## Aim of the task
What lines below contain the string "twig"? List them all.

○ ○ ○ ○ ○ ○ ○

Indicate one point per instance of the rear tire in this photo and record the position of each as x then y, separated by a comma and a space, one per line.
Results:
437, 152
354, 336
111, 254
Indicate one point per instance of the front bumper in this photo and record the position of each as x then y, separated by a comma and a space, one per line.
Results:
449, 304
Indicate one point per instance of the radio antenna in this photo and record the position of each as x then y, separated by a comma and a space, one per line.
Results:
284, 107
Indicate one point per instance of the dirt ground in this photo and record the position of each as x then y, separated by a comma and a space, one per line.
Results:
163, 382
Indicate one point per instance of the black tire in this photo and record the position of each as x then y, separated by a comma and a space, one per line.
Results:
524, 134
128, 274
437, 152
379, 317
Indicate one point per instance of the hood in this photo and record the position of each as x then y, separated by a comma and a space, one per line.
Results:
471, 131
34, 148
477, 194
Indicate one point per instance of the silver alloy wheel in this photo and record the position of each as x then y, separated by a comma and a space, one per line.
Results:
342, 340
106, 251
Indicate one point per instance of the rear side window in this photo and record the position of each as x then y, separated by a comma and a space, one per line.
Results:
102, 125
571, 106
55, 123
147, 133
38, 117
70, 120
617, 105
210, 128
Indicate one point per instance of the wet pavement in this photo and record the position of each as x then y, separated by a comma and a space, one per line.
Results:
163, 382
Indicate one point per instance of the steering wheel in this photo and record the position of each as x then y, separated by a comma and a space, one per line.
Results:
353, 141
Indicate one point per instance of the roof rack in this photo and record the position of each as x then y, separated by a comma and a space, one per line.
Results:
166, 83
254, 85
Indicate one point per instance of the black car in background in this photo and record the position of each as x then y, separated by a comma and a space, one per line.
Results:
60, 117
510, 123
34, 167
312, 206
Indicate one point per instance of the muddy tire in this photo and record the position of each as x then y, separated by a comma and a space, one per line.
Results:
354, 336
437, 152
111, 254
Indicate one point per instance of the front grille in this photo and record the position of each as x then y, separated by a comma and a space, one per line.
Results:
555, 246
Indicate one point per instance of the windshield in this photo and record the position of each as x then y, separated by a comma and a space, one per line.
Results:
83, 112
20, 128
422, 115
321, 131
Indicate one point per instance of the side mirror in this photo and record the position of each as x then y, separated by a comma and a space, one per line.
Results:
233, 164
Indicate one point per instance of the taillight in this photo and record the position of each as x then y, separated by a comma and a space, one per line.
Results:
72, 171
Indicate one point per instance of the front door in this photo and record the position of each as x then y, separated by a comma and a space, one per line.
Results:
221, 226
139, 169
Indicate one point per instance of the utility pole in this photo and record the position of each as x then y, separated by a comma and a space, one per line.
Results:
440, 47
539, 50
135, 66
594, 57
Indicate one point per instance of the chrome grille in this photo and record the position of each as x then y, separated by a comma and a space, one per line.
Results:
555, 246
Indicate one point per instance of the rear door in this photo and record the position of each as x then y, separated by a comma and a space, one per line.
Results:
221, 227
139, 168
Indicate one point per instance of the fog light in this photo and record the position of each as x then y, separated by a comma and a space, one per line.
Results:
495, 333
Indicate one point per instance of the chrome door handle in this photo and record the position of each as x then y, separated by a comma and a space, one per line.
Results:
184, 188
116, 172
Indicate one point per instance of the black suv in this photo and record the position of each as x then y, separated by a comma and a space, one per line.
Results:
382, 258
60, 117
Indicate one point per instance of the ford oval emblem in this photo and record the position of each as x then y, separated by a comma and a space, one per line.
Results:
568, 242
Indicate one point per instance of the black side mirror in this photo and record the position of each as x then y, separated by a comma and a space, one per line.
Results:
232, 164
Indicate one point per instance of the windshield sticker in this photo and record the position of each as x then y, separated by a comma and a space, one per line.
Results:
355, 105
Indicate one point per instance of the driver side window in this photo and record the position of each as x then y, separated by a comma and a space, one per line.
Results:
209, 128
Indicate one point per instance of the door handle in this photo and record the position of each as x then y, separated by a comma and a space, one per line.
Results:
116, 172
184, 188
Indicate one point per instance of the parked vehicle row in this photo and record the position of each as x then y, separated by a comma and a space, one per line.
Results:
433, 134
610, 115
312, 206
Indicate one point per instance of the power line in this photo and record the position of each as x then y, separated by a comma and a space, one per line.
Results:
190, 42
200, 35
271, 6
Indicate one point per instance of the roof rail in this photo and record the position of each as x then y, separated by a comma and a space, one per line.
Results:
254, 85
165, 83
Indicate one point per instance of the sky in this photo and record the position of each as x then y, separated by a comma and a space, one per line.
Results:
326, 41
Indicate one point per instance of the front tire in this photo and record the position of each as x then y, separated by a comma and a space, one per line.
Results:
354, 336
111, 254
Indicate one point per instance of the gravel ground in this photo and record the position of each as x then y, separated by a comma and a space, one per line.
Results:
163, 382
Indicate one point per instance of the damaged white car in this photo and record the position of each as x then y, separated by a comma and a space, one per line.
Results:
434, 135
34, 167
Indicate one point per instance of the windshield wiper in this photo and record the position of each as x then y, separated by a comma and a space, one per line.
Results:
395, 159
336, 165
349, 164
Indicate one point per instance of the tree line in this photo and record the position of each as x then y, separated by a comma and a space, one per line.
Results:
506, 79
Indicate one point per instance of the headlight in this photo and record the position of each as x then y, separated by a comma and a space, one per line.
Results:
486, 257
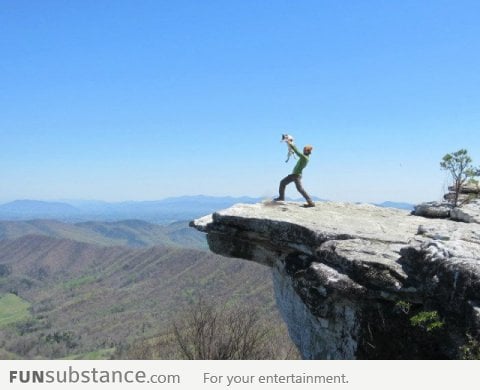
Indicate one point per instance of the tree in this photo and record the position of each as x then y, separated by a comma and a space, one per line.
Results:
214, 333
459, 164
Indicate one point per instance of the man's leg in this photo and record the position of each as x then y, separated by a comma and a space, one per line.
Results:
283, 184
298, 184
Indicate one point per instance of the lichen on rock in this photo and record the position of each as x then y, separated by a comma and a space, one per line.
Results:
340, 269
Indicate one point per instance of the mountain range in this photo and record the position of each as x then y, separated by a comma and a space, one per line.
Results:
102, 289
162, 211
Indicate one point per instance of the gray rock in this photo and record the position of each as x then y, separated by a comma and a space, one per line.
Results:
469, 212
433, 210
344, 275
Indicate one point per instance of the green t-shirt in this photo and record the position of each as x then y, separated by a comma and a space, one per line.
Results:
301, 163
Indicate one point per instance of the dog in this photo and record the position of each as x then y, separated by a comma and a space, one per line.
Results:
288, 139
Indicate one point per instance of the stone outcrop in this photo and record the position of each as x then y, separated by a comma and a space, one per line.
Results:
469, 193
359, 281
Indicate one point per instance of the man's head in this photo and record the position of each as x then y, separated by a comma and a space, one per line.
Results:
307, 150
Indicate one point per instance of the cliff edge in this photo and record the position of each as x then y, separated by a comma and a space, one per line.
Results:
356, 281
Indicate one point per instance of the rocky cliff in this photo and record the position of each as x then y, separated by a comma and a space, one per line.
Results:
358, 281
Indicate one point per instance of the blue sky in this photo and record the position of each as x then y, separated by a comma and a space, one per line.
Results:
141, 100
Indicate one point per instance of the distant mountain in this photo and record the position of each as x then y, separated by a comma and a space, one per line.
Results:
23, 209
87, 300
396, 205
133, 233
161, 211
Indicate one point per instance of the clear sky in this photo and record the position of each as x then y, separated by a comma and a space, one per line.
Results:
141, 100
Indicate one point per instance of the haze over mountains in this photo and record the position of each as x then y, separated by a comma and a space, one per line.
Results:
90, 279
161, 211
97, 289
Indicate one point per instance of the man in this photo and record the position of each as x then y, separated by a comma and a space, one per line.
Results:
296, 175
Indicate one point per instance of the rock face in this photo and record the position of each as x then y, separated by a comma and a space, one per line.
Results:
469, 193
359, 281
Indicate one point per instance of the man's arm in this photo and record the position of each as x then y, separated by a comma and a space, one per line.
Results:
296, 150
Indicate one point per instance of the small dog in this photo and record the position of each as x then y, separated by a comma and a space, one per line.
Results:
288, 139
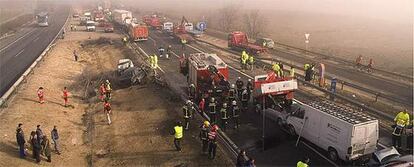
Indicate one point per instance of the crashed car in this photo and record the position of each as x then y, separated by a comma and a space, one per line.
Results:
390, 157
124, 64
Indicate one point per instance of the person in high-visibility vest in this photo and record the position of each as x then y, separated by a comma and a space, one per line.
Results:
292, 72
304, 163
178, 135
276, 69
244, 58
402, 120
251, 62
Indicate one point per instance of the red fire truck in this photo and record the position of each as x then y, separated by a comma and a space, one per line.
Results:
206, 71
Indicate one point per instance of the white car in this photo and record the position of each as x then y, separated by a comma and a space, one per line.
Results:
124, 64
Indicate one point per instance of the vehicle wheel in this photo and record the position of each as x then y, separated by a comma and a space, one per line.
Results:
291, 130
279, 122
333, 154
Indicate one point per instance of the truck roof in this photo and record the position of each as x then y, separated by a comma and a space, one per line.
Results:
342, 112
202, 60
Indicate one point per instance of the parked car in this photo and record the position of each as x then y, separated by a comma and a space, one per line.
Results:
390, 157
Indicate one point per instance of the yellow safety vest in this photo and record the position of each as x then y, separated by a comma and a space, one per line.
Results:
301, 164
402, 119
178, 132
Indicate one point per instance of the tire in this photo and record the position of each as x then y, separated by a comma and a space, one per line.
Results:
291, 130
333, 154
279, 122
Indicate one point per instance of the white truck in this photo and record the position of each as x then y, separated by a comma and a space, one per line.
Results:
120, 16
90, 26
344, 132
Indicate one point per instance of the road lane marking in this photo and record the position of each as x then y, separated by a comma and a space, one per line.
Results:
19, 53
16, 40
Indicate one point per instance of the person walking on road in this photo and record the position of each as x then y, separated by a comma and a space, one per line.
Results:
65, 96
178, 135
235, 113
75, 55
212, 142
20, 140
212, 110
46, 148
55, 137
304, 163
224, 116
187, 114
402, 120
204, 129
41, 95
108, 111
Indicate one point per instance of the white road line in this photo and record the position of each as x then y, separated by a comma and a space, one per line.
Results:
327, 159
16, 40
19, 53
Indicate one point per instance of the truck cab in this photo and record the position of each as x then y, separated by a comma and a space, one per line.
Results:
90, 26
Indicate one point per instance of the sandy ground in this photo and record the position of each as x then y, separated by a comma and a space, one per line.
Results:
142, 115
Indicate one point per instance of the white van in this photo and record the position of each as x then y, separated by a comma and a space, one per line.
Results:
345, 133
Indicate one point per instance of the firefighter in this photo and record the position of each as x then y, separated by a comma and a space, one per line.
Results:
204, 129
40, 94
202, 105
224, 116
212, 110
187, 114
107, 110
65, 96
244, 98
102, 91
161, 51
371, 62
249, 87
251, 62
292, 72
402, 120
239, 86
183, 43
244, 58
212, 142
169, 51
235, 113
232, 93
276, 69
108, 89
191, 92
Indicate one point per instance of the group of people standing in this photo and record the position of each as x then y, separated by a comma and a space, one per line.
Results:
39, 143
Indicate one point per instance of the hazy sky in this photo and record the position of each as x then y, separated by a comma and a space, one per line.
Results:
400, 11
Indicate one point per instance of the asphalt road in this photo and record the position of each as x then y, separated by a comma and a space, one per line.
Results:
17, 53
345, 72
280, 148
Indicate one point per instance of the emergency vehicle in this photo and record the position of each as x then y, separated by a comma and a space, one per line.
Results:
206, 71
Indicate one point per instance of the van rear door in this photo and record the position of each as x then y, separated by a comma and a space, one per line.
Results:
364, 139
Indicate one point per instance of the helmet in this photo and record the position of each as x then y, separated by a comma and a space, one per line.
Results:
215, 128
206, 123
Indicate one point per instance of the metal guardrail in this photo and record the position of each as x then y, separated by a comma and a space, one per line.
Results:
13, 88
300, 78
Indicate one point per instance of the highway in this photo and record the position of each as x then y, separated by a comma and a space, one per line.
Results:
390, 87
19, 51
280, 148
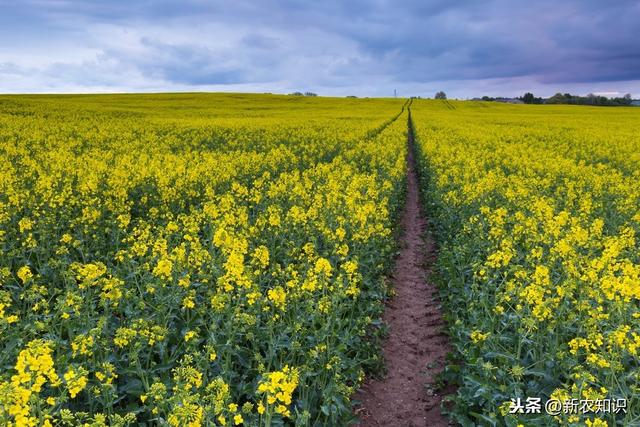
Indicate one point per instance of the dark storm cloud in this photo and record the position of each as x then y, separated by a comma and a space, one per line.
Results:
282, 44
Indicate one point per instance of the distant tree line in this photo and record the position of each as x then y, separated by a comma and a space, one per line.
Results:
591, 99
566, 98
303, 94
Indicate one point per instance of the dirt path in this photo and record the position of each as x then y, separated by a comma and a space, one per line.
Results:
415, 350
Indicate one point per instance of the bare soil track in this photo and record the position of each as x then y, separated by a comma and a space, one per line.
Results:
417, 344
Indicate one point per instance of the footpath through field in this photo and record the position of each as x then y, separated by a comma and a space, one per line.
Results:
415, 351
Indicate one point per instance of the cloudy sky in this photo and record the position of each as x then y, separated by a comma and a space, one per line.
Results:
466, 47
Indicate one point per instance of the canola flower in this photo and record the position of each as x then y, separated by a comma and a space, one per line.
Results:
166, 257
537, 212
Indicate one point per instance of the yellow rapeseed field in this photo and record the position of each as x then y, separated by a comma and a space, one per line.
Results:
221, 259
191, 259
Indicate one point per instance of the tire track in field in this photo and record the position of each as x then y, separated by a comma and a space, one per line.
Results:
415, 350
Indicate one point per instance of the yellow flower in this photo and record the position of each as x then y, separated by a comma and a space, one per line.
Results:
163, 269
24, 274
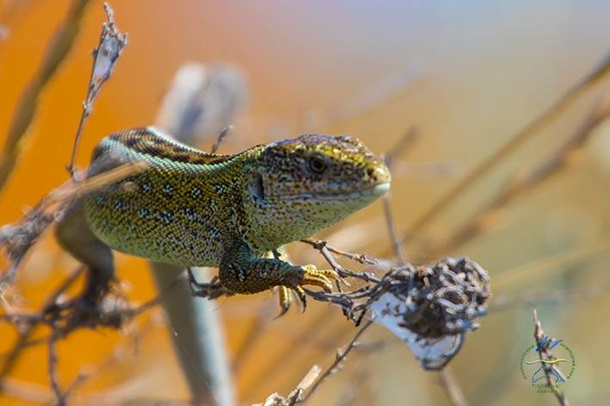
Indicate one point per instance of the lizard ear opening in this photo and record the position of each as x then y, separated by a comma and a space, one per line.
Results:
258, 189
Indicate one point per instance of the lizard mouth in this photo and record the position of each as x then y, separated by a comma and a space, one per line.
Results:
372, 191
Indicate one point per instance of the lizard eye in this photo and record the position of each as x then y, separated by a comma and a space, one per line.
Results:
317, 164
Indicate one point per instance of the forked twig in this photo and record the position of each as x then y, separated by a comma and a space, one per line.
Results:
105, 57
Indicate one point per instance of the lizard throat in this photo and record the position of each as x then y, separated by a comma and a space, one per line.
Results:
370, 192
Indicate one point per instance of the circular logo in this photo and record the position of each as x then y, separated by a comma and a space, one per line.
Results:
547, 365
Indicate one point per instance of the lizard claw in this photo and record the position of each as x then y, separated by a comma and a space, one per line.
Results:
319, 277
286, 299
311, 276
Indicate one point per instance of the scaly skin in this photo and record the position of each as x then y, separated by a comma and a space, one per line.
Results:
191, 208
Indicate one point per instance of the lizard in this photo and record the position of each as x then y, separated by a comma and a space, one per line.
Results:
192, 208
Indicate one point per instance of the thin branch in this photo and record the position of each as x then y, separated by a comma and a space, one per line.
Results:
594, 77
340, 357
57, 51
105, 57
545, 355
520, 185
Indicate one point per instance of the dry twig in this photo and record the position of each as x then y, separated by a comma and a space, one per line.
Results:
105, 57
59, 47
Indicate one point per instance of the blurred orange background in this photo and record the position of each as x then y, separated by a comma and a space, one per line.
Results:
468, 75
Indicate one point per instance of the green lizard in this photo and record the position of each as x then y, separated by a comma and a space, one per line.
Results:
191, 208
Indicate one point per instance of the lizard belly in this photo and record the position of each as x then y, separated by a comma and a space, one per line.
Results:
164, 229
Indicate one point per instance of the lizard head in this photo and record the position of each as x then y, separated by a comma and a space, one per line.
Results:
306, 184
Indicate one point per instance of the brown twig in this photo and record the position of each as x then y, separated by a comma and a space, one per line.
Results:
25, 334
54, 380
336, 364
59, 47
360, 258
520, 185
105, 57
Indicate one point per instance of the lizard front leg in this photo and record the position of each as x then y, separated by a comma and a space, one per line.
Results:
242, 272
75, 236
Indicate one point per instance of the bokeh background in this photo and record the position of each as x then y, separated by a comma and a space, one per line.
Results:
468, 75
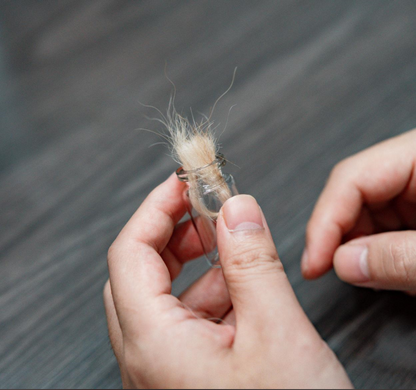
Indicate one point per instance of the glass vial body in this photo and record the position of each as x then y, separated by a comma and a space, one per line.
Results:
207, 196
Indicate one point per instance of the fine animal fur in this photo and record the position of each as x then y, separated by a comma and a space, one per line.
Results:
194, 146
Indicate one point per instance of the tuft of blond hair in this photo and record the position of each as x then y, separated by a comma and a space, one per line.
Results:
194, 147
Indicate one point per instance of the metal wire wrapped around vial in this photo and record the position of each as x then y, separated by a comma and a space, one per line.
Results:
208, 189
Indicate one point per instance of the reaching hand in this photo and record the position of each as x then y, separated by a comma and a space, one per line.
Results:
365, 220
264, 338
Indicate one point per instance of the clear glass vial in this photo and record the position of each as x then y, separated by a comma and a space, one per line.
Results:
207, 195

○ ○ ○ ○ ○ ○ ○

## Response
Indicate one point per instance of the forked twig in this photo and record the position of each as x then y, separated by a comma and a space, one per line.
Indicate one point per instance of the dry twig in this photo and record the position of each as x then y, separated by a comma and a space, one per line.
Indicate one point per instance of the brown twig in this photo and record the position of each as x then y, separated by a comma and a space, one per line.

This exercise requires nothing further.